• **DATA RECORDS**
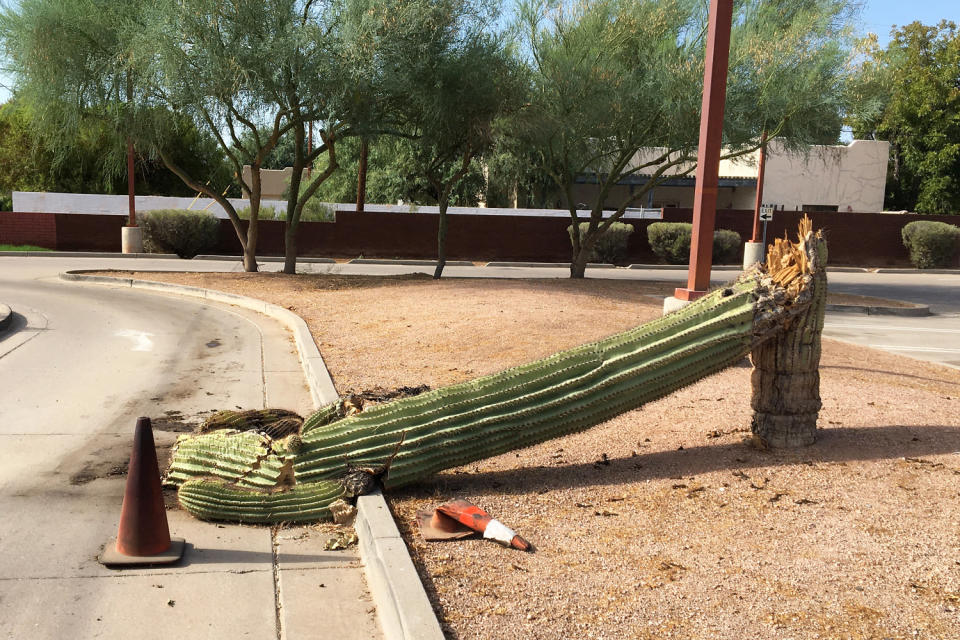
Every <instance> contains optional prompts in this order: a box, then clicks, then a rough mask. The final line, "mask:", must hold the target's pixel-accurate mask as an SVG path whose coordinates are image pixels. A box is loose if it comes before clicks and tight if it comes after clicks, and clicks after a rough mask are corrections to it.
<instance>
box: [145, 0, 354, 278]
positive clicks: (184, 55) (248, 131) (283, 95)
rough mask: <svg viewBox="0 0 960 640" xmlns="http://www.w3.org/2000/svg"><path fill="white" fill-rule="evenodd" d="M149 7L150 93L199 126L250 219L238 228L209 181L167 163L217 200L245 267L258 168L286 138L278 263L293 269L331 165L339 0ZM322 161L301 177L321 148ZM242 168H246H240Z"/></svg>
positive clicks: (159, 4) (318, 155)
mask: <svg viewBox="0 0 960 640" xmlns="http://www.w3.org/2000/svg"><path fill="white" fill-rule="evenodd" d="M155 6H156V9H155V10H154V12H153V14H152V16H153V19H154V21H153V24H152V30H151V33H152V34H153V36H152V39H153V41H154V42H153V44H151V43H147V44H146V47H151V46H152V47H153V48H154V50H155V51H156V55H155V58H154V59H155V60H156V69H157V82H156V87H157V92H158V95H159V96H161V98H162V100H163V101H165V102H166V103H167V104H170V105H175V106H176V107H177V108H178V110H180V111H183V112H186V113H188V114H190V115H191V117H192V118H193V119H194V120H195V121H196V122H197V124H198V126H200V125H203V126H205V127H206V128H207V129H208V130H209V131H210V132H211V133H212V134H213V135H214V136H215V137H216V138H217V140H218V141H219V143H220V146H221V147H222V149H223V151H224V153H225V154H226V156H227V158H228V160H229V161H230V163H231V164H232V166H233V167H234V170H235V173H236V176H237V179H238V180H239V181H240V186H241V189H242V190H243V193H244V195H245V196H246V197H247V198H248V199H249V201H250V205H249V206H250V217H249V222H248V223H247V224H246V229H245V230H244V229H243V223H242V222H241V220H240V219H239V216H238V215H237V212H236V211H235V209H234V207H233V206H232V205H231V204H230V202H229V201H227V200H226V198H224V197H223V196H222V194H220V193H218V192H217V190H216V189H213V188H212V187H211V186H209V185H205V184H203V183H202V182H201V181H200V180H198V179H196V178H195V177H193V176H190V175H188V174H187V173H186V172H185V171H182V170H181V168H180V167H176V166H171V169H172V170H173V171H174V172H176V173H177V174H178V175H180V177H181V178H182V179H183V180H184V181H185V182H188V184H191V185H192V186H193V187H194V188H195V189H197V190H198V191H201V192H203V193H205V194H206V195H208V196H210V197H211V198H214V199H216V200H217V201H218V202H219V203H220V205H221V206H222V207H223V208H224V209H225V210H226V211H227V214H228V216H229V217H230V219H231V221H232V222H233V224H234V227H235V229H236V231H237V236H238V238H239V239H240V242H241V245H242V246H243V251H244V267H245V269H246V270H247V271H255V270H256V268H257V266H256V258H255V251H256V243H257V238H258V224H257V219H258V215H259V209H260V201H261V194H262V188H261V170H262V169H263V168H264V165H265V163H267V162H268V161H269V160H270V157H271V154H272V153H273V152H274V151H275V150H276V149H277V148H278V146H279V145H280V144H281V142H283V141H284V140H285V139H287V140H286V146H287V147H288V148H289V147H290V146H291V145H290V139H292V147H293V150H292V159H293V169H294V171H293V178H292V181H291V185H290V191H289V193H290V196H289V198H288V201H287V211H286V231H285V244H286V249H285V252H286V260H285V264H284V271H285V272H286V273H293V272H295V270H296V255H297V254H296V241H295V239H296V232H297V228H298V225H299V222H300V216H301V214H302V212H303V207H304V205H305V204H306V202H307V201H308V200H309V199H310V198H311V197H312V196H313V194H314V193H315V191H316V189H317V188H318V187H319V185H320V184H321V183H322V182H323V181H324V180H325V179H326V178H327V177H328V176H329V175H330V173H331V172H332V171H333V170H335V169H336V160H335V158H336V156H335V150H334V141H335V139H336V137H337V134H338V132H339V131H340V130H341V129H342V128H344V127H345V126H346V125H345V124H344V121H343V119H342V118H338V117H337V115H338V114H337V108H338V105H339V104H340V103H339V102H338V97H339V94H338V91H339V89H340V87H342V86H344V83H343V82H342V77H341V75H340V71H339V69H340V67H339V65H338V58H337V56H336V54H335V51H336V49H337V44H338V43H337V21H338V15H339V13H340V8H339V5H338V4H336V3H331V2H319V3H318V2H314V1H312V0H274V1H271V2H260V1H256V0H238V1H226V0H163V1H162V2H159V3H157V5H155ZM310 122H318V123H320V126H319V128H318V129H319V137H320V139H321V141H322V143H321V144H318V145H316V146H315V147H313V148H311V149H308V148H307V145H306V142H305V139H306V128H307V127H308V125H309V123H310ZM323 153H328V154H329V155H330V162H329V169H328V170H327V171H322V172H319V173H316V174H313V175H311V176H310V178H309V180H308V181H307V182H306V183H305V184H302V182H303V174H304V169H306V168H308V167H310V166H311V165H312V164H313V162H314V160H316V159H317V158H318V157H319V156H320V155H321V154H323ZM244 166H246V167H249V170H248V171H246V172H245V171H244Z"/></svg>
==
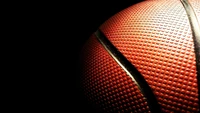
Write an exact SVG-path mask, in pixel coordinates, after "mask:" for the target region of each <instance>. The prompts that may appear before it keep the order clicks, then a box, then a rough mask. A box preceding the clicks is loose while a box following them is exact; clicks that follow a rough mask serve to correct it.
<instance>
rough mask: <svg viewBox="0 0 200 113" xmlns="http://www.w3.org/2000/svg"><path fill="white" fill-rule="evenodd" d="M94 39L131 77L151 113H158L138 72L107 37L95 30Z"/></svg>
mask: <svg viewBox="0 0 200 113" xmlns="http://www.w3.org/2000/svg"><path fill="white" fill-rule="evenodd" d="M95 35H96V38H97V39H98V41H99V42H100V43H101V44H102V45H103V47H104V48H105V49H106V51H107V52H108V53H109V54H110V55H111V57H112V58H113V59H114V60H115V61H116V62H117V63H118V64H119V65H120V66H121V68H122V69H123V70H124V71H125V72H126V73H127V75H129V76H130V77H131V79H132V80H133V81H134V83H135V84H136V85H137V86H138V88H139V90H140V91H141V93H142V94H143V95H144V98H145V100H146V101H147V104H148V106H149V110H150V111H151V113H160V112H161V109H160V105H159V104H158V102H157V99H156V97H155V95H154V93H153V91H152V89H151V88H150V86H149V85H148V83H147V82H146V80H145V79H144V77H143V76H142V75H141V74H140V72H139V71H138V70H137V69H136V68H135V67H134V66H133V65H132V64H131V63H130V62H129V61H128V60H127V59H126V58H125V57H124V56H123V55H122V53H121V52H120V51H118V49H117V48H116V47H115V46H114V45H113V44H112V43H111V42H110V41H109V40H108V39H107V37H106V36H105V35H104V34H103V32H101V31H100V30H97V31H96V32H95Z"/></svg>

• **WHAT NEEDS TO BE DONE**
How many of the lines above contain the string "positive"? Case counts. Reply with the number alone.

• **RESPONSE BOX**
2